- _Directive_: State how many lines of the records below contain the string "chin", treating uppercase and lowercase letters as different, and give only that number.

- _Material shown_:
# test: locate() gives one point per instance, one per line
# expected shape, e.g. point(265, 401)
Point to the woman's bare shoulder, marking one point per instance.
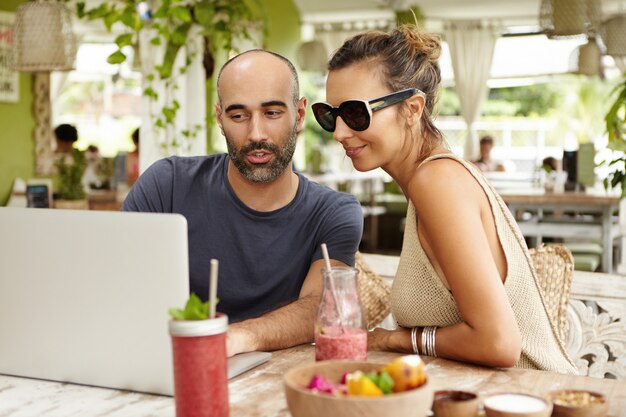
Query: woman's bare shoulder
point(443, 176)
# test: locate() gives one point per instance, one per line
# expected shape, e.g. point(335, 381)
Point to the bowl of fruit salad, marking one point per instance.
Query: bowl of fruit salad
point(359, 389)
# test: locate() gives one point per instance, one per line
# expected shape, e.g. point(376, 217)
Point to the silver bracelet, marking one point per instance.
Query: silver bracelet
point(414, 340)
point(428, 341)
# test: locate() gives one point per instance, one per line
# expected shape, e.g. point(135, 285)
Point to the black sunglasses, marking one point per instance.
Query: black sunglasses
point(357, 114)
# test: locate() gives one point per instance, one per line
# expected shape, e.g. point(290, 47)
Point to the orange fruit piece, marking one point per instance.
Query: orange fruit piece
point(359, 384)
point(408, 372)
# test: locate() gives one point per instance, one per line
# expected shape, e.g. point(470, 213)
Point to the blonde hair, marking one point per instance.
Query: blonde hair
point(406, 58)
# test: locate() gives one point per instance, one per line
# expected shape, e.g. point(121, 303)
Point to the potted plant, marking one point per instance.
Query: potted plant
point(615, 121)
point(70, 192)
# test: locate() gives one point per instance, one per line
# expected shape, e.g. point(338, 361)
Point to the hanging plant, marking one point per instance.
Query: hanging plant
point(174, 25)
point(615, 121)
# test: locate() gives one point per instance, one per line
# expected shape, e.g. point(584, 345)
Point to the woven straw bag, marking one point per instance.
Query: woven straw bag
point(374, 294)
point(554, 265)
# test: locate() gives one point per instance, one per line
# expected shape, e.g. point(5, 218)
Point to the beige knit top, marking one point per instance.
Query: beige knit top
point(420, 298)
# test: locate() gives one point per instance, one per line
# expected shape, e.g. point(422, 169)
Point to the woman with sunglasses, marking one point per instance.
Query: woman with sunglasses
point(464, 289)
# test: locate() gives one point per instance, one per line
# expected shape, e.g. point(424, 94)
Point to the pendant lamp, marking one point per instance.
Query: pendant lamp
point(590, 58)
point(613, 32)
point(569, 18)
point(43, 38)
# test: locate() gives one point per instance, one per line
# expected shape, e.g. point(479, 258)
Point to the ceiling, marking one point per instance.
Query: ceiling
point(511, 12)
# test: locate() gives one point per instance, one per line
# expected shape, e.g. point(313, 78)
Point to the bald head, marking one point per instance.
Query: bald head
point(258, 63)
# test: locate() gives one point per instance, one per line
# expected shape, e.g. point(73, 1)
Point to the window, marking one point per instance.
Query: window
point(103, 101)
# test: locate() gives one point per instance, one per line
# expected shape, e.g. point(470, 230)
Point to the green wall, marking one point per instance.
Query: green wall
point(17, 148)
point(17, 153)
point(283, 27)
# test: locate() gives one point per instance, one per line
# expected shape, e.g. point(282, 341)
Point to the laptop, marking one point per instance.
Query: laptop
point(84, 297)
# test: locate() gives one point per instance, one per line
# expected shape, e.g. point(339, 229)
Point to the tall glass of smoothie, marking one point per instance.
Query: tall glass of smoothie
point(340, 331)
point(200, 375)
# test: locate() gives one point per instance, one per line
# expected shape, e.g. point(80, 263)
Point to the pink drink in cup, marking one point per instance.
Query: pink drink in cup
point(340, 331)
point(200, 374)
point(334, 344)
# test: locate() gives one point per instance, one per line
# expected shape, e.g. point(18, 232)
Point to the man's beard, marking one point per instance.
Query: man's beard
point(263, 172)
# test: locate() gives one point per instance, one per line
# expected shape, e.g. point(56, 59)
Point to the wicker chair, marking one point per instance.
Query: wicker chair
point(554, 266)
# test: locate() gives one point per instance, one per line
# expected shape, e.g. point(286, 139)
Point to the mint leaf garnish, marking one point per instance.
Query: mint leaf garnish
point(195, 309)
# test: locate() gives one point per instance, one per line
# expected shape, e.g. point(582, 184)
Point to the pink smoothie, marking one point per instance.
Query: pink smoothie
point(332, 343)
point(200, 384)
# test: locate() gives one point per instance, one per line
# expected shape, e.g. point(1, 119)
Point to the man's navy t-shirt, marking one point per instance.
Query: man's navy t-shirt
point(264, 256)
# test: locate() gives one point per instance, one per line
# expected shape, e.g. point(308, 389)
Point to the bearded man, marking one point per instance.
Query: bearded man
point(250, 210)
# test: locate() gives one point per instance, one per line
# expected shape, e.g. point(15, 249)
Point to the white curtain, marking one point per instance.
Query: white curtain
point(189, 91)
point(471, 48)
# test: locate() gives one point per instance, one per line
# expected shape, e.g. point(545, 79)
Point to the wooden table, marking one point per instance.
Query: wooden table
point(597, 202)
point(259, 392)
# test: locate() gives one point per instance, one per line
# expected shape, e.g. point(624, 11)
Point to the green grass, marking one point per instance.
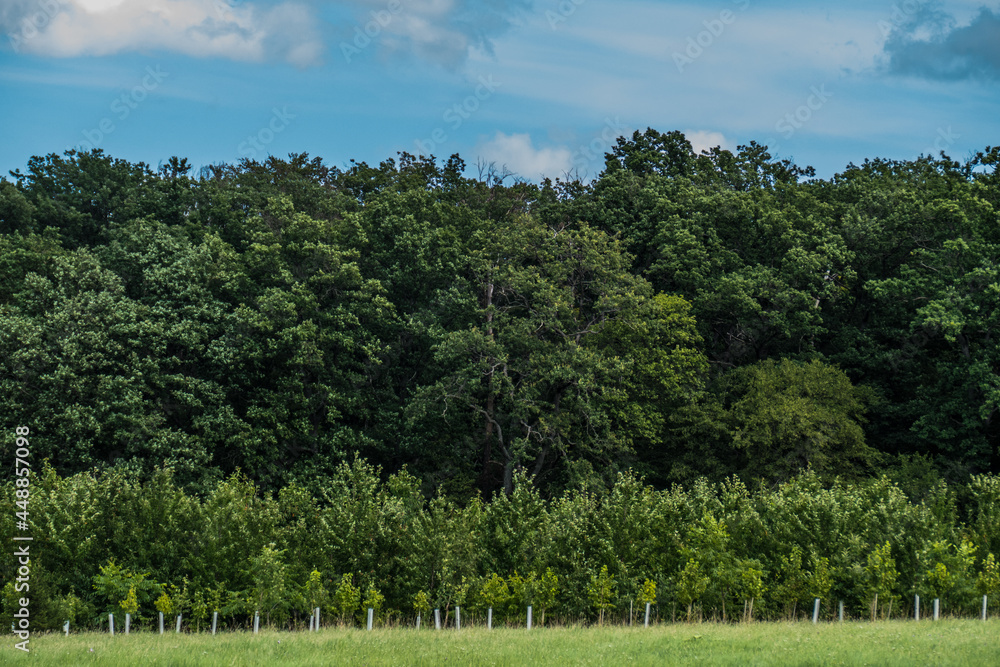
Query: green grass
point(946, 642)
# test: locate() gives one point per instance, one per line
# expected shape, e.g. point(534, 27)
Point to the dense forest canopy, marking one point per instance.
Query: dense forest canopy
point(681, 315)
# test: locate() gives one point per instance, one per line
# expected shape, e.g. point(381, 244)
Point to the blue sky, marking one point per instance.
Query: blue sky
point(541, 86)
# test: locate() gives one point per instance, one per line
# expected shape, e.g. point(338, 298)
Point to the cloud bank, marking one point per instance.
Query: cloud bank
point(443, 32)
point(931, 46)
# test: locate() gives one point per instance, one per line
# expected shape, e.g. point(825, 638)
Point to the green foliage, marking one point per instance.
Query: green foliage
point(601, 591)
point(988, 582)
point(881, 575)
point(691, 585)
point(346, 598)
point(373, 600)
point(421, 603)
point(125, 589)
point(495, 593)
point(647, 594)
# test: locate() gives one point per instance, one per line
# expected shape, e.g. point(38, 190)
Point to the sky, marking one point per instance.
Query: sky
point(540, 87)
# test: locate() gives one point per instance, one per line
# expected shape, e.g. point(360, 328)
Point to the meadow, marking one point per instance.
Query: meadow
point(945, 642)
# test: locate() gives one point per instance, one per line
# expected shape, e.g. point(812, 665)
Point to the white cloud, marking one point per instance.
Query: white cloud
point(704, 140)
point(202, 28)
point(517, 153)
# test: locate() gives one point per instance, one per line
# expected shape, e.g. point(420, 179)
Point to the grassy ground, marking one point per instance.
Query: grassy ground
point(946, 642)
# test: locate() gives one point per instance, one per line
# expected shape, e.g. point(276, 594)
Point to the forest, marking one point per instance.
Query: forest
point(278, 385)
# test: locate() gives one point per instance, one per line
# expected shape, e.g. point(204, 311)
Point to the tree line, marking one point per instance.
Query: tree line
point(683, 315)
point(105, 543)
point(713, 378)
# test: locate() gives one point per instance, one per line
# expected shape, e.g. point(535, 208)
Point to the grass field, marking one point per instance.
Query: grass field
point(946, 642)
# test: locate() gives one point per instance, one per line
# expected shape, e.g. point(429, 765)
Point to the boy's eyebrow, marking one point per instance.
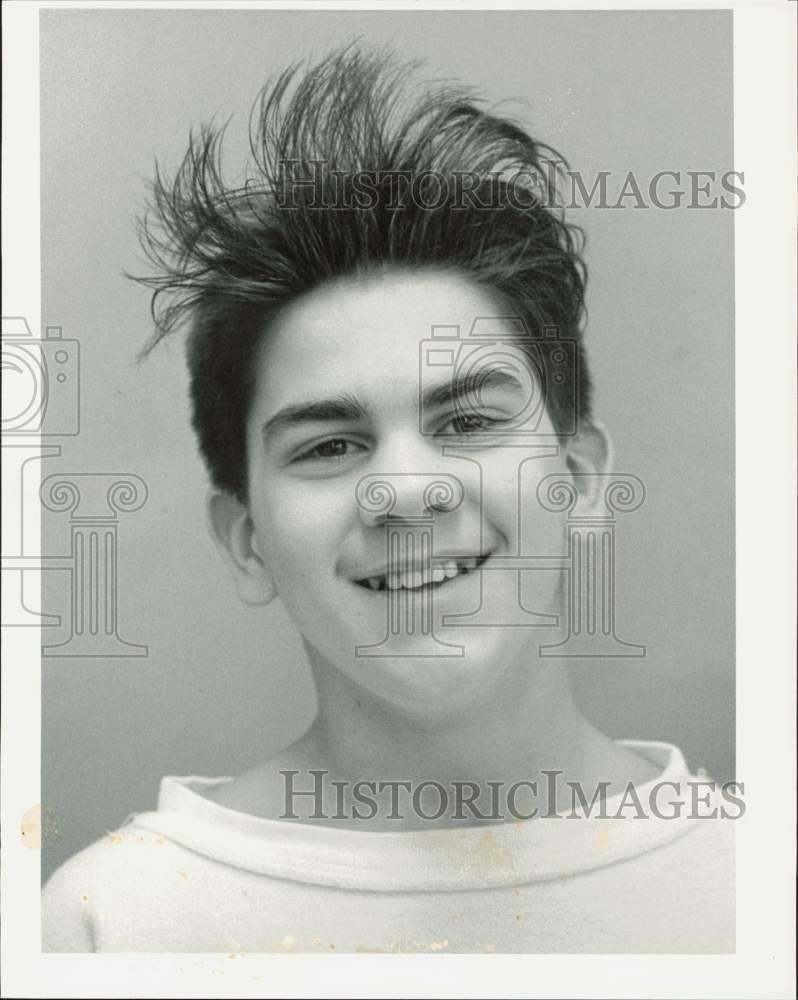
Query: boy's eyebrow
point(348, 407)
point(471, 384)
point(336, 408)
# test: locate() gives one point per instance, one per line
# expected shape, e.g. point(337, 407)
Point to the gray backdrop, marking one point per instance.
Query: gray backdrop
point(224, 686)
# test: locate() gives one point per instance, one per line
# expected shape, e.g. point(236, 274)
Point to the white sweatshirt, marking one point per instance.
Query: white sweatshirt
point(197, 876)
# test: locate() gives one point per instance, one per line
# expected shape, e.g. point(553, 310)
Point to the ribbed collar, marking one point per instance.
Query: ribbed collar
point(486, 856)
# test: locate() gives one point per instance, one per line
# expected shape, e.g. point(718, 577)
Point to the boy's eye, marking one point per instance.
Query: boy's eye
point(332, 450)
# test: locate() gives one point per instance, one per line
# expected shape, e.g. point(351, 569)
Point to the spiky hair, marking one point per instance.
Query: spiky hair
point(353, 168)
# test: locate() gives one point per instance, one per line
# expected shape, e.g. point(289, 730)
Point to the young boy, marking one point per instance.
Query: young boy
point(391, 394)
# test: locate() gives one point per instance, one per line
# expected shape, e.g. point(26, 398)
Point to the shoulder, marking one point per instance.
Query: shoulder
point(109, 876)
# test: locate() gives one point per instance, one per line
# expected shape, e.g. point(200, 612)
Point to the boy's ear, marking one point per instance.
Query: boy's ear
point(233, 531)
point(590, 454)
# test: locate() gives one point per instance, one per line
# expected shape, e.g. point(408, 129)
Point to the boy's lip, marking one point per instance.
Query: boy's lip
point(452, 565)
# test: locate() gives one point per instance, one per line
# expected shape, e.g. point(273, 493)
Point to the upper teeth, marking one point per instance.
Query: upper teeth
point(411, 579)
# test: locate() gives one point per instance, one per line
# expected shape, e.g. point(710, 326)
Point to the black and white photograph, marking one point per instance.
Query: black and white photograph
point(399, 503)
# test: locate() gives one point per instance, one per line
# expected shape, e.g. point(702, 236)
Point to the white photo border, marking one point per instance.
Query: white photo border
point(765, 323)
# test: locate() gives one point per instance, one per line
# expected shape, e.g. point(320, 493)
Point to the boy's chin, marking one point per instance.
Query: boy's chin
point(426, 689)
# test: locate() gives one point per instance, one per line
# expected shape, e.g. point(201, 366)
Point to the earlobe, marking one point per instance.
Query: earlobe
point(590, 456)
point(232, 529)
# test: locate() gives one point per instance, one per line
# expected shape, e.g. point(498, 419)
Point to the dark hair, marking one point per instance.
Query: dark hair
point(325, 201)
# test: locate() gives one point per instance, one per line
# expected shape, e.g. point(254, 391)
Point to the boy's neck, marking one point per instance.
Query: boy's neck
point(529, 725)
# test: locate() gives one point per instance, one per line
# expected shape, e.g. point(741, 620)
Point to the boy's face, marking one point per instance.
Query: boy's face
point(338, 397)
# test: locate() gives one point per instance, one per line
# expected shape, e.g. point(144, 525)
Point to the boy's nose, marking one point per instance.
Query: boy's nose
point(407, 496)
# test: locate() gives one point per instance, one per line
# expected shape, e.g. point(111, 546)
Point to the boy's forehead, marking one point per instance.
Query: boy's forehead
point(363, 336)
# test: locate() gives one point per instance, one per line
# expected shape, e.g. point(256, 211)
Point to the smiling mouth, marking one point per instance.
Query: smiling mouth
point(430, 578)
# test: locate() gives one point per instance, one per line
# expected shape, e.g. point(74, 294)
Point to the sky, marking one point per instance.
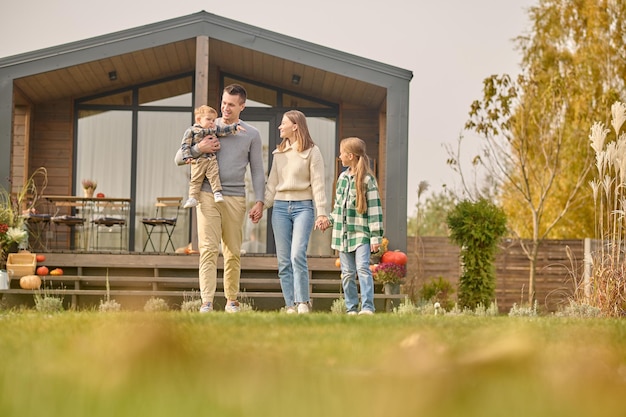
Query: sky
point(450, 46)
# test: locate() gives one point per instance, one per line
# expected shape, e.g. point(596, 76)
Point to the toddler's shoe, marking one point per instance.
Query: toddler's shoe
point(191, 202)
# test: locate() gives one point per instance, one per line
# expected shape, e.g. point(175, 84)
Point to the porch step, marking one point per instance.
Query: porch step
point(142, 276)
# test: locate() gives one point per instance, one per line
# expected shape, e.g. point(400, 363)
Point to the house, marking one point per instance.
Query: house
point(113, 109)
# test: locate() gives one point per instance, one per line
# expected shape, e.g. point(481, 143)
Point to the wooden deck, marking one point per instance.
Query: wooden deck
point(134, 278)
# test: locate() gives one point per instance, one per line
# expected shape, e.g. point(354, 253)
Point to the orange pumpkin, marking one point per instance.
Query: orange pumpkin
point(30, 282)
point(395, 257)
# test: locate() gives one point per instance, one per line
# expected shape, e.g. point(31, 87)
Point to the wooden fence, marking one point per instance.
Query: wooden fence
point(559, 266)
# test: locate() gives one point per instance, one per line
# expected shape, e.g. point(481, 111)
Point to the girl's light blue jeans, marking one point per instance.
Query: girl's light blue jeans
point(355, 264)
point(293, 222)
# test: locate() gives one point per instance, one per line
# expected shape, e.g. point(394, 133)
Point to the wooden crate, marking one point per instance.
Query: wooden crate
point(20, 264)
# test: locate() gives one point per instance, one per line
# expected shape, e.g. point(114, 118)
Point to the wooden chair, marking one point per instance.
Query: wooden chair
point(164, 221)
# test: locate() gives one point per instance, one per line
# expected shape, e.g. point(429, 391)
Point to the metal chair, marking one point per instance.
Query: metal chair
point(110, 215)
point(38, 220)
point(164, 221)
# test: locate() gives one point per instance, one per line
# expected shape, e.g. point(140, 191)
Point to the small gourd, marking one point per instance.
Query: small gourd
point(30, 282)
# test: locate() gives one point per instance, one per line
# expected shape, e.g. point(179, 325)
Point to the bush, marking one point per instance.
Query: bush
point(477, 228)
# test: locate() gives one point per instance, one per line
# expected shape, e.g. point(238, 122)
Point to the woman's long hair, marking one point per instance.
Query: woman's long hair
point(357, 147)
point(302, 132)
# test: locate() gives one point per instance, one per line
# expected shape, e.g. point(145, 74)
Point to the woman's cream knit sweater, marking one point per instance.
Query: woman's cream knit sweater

- _Problem solution_: 2